» RECORDED DATA
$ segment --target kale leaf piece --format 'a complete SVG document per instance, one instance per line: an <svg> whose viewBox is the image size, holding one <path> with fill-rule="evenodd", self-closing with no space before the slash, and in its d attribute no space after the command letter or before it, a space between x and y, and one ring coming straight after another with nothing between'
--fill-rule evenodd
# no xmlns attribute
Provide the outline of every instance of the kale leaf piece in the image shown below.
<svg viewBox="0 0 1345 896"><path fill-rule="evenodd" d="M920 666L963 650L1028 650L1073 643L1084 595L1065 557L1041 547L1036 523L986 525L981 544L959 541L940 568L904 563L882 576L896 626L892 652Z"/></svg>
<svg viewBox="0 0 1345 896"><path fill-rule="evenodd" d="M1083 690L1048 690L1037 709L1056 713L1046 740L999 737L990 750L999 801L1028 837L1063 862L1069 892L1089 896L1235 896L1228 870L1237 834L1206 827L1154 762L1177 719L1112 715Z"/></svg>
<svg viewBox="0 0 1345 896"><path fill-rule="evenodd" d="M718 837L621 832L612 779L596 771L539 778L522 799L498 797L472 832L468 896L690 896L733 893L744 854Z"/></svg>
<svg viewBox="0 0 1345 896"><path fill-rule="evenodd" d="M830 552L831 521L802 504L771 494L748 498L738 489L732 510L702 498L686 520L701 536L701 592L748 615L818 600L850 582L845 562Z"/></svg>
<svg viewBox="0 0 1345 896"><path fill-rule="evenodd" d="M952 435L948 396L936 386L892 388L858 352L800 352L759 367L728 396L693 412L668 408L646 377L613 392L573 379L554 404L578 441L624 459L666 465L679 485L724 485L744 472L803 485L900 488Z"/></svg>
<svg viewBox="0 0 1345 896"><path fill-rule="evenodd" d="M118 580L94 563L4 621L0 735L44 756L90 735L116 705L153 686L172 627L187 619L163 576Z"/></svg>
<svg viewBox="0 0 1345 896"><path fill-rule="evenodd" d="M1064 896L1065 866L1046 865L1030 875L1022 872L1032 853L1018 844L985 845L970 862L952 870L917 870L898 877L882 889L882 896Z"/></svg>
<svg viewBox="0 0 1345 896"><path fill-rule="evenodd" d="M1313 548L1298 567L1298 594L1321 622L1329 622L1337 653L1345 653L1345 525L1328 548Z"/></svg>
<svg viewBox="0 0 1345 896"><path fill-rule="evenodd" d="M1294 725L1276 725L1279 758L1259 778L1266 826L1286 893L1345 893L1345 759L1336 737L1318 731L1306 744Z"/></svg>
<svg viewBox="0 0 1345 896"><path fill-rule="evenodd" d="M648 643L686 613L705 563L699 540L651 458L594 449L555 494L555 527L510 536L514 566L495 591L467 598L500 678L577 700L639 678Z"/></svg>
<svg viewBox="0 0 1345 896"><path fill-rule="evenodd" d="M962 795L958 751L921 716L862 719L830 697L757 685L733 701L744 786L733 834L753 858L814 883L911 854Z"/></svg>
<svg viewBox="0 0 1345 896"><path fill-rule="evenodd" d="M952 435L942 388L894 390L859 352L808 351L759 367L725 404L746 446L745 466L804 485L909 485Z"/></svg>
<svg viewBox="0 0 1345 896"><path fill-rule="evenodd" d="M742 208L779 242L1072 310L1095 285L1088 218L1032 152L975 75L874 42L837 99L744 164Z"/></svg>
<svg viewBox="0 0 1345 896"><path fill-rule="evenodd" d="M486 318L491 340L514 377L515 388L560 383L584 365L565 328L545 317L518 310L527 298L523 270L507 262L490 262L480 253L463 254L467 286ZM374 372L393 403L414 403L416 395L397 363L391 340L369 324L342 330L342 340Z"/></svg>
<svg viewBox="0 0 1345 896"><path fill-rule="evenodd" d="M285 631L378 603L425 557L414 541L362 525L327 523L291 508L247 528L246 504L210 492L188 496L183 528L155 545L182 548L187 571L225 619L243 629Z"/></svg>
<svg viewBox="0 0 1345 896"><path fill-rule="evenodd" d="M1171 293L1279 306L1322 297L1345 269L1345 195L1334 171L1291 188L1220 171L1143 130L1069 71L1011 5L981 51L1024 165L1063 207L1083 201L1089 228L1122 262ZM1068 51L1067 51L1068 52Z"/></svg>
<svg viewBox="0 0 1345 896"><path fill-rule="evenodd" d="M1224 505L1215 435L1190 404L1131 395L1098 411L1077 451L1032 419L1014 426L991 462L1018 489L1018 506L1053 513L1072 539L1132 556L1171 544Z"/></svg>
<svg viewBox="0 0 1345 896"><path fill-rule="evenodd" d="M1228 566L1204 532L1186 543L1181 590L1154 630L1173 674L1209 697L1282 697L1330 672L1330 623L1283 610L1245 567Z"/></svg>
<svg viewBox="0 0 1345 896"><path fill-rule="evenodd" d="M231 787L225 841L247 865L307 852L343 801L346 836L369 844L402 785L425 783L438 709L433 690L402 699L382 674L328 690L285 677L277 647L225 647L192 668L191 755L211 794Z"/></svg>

» TO DO
Write out all of the material above, line for line, without changing anything.

» EXERCISE ANSWER
$ segment --target kale leaf piece --format 'a complete SVG document per instance, one instance per line: an <svg> whose viewBox is the image size, holding one <path> with fill-rule="evenodd", self-closing with no space before the slash, and in its d attribute no space after the command letter or before it, a space between x and y, and one ring coming straight after another with nothing between'
--fill-rule evenodd
# no xmlns attribute
Provide the outline of every instance of the kale leaf piece in the image shown below.
<svg viewBox="0 0 1345 896"><path fill-rule="evenodd" d="M920 666L963 650L1028 650L1073 643L1084 595L1065 557L1041 547L1036 523L986 525L981 544L959 541L940 568L904 563L882 576L896 626L892 652Z"/></svg>
<svg viewBox="0 0 1345 896"><path fill-rule="evenodd" d="M1083 690L1048 690L1037 709L1056 713L1046 740L999 737L990 750L999 801L1028 837L1063 862L1069 892L1089 896L1235 896L1228 870L1237 834L1206 827L1154 762L1177 719L1112 715Z"/></svg>
<svg viewBox="0 0 1345 896"><path fill-rule="evenodd" d="M718 837L621 832L612 779L596 771L539 778L522 799L498 797L472 832L468 896L690 896L733 893L744 854Z"/></svg>
<svg viewBox="0 0 1345 896"><path fill-rule="evenodd" d="M830 552L831 521L802 504L771 494L748 498L738 489L732 510L702 498L686 520L701 536L701 592L748 615L818 600L850 582L845 562Z"/></svg>
<svg viewBox="0 0 1345 896"><path fill-rule="evenodd" d="M952 435L948 396L936 386L892 388L858 352L800 352L759 367L728 396L693 412L668 408L646 377L613 392L573 379L554 404L578 441L624 459L666 465L679 485L724 485L744 472L803 485L900 488Z"/></svg>
<svg viewBox="0 0 1345 896"><path fill-rule="evenodd" d="M118 580L94 563L4 621L0 735L44 756L90 735L116 705L153 686L172 627L187 619L163 576Z"/></svg>
<svg viewBox="0 0 1345 896"><path fill-rule="evenodd" d="M1064 896L1065 866L1046 865L1030 875L1022 872L1032 853L1018 844L985 845L970 862L952 870L917 870L898 877L882 889L882 896Z"/></svg>
<svg viewBox="0 0 1345 896"><path fill-rule="evenodd" d="M1313 548L1298 567L1298 594L1321 622L1329 622L1337 653L1345 653L1345 525L1328 548Z"/></svg>
<svg viewBox="0 0 1345 896"><path fill-rule="evenodd" d="M1294 725L1276 725L1279 758L1259 778L1266 826L1286 893L1345 893L1345 759L1336 737L1318 731L1306 744Z"/></svg>
<svg viewBox="0 0 1345 896"><path fill-rule="evenodd" d="M648 643L686 613L705 563L699 540L651 458L594 449L555 494L555 527L510 536L514 566L495 591L467 598L500 678L577 700L639 678Z"/></svg>
<svg viewBox="0 0 1345 896"><path fill-rule="evenodd" d="M962 795L958 751L921 716L862 719L830 697L757 685L733 701L744 786L733 834L753 858L814 883L911 854Z"/></svg>
<svg viewBox="0 0 1345 896"><path fill-rule="evenodd" d="M952 435L942 388L894 390L859 352L808 351L759 367L725 404L746 446L745 466L804 485L909 485Z"/></svg>
<svg viewBox="0 0 1345 896"><path fill-rule="evenodd" d="M742 208L779 242L1072 310L1095 285L1088 218L1032 152L975 75L874 42L837 99L744 164Z"/></svg>
<svg viewBox="0 0 1345 896"><path fill-rule="evenodd" d="M486 318L491 340L514 377L515 388L560 383L584 365L565 328L545 317L518 310L527 298L523 270L507 262L490 262L480 253L463 254L467 286ZM374 372L393 403L414 403L416 395L397 363L391 340L369 324L342 330L342 340Z"/></svg>
<svg viewBox="0 0 1345 896"><path fill-rule="evenodd" d="M285 631L378 603L425 557L414 541L362 525L327 523L291 508L247 528L246 504L210 492L188 496L183 528L155 545L182 548L187 571L225 619L243 629Z"/></svg>
<svg viewBox="0 0 1345 896"><path fill-rule="evenodd" d="M1171 293L1279 306L1322 297L1345 269L1345 195L1334 171L1291 188L1220 171L1143 130L1069 71L1011 5L981 51L1024 165L1063 207L1083 201L1089 228L1122 262ZM1068 51L1067 51L1068 52Z"/></svg>
<svg viewBox="0 0 1345 896"><path fill-rule="evenodd" d="M1224 505L1215 435L1190 404L1131 395L1098 411L1077 451L1032 419L1014 426L991 462L1018 489L1018 506L1053 513L1072 539L1132 556L1171 544Z"/></svg>
<svg viewBox="0 0 1345 896"><path fill-rule="evenodd" d="M1228 566L1204 532L1186 543L1181 590L1154 630L1173 674L1209 697L1282 697L1330 672L1330 623L1283 610L1245 567Z"/></svg>
<svg viewBox="0 0 1345 896"><path fill-rule="evenodd" d="M231 787L225 841L247 865L307 852L343 801L346 836L369 844L402 785L425 783L438 709L433 690L402 699L382 674L328 690L285 677L277 647L225 647L192 668L191 755L211 794Z"/></svg>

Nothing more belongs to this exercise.